:: What to produce ::
Within the records that follow, find every line containing the string "roof". Copy those lines.

*** Opening of Supplied data ***

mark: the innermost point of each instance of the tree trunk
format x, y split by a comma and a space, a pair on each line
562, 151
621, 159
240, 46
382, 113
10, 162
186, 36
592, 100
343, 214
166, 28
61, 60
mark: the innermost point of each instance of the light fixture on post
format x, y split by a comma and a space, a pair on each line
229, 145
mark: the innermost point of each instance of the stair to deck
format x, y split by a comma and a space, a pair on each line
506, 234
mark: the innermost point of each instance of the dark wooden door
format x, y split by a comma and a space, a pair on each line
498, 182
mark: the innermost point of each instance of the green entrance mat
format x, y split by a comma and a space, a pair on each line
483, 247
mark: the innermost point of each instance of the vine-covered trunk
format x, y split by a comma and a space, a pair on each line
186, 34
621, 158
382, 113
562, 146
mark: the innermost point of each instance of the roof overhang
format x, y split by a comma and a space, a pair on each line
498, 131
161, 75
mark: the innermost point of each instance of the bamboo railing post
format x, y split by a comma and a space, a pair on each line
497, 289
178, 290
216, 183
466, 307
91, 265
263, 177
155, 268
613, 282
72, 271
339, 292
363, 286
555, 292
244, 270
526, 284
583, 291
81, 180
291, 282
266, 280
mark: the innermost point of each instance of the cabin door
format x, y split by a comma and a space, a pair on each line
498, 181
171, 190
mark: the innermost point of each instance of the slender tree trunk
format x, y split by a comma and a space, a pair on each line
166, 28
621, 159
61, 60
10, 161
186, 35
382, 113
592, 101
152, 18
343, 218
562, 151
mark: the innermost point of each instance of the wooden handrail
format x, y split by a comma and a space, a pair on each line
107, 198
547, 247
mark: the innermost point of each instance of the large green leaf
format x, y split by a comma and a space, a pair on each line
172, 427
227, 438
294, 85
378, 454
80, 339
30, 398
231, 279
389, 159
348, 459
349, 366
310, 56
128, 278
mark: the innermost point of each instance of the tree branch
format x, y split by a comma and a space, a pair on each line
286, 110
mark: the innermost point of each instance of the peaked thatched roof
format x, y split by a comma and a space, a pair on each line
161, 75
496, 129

*** Close of Supplied data ***

:: Your solution ::
mark: the innermost point of each instance of the roof overhang
mark: the innermost point of each instance of the peaked thatched roof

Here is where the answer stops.